Directions: Return every entry exactly as written, with the pictures removed.

Segment Start: Records supplied

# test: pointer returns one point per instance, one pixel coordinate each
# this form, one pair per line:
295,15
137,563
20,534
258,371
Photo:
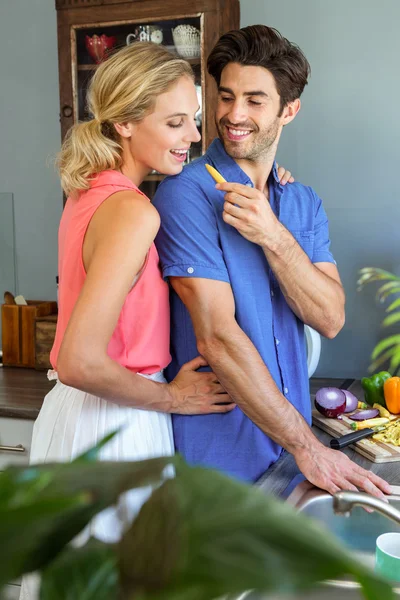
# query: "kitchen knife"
350,438
356,436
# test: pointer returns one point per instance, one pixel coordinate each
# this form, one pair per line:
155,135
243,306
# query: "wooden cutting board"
377,452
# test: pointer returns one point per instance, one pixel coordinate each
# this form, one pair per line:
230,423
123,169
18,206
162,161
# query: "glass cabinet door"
92,43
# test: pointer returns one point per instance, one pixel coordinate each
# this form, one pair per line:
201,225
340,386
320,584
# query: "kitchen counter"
282,477
22,392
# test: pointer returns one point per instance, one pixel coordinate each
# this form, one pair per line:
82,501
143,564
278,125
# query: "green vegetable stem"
373,388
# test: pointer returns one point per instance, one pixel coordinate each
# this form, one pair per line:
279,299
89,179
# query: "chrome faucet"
343,502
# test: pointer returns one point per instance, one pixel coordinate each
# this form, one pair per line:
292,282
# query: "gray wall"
345,143
30,137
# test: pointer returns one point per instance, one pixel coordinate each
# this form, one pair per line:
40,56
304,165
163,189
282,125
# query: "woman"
112,339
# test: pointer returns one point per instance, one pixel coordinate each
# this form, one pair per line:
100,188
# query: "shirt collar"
229,168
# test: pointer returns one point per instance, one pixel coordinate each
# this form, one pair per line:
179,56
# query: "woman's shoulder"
128,208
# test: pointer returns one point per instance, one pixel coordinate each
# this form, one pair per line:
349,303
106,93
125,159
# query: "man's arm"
240,369
313,291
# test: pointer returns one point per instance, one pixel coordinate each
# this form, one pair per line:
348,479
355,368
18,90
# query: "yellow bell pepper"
391,389
215,174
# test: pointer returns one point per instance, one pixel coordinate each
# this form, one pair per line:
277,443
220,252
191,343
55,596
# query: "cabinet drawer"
15,441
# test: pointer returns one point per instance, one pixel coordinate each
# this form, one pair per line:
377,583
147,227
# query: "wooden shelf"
87,67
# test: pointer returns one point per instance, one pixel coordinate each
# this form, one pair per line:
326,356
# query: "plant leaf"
44,507
87,573
395,304
391,319
202,535
383,344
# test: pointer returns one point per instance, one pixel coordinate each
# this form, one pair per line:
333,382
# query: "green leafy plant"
387,350
200,535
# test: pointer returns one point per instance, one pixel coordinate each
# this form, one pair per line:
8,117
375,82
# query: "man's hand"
334,471
248,210
284,175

Segment End: Records supplied

Response box:
# test: pointer returns one point per instance, one pixel coordinate each
# this form, one pair per line:
295,15
137,563
20,534
258,371
Photo:
# query: "kitchen knife"
350,438
356,436
# test: pointer returns one point per instance, one pixel coordinate each
# this form, one pair per line:
155,135
243,306
# query: "wooden cutting board"
377,452
# test: pointer returns one point per instance, one pixel coordinate each
# this form, one pair per line:
230,423
123,169
18,206
162,161
# query: "glass cabinet door"
92,43
# test: pointer returns one point per instance, one pixel coordinate each
# this form, one pair per line:
201,225
340,386
320,584
# query: "kitchen counter"
282,477
22,392
# test: pointer returns one point per instance, one pixel coordinate each
# this form, one pair per line:
82,501
143,564
278,125
# query: "green vegetable stem"
373,388
# test: pointer returns one point per instance, one pixel coordinate each
# this form, one pair per line:
279,299
89,179
# query: "chrome faucet"
343,502
# test: pointer returns one point per instance, one pixel coordinate each
# this form, one pair per line:
292,282
# query: "gray wall"
345,143
30,137
# test: pointer returns one point per instance, one pixel coordinate each
# this form, one pair per line:
40,56
304,165
163,189
282,125
# query: "woman"
112,339
# test: pointer returns one point per instance, one pixel coordinate each
# this form, one pair per line:
100,188
# query: "shirt collar"
229,168
# test: pointer returns one point per instance, one pixel coordinate each
# this form, one pair per line:
179,56
# query: "woman's shoulder"
128,208
# test: pointer returns one point per instance, one pixel coordinate each
# this form, one pair per line:
349,303
106,93
125,159
# query: "man's arm"
240,369
313,291
# test: pointer returns one point per instance, one pixel coordinate each
# this form, one pair per line:
348,479
355,368
18,90
# query: "yellow bell pepper"
391,389
215,174
# test: pointer returns one point per instance, one pixel coordinate each
# this form, one pair per line:
277,443
220,252
191,343
55,596
# query: "cabinet drawer"
15,441
# test: pointer returns one point per instance, one pixel coordinate each
# this form, one pair per line:
377,583
147,227
# query: "wooden shelf"
87,67
# test: pointer returns one point per instance, one pixel coordinate each
# this form, one pair per line:
326,356
# query: "plant leaf"
44,507
87,573
395,304
391,319
202,535
383,344
# test: pointer returns one point per instance, one pixel coordinate each
# this form, one pair per line:
333,382
# query: "green leafy plant"
387,350
200,535
# test: pointer returns one point per instance, one pixel coordinate each
# this form, one pair per line:
8,117
375,82
# query: "man's hand"
334,471
248,210
284,175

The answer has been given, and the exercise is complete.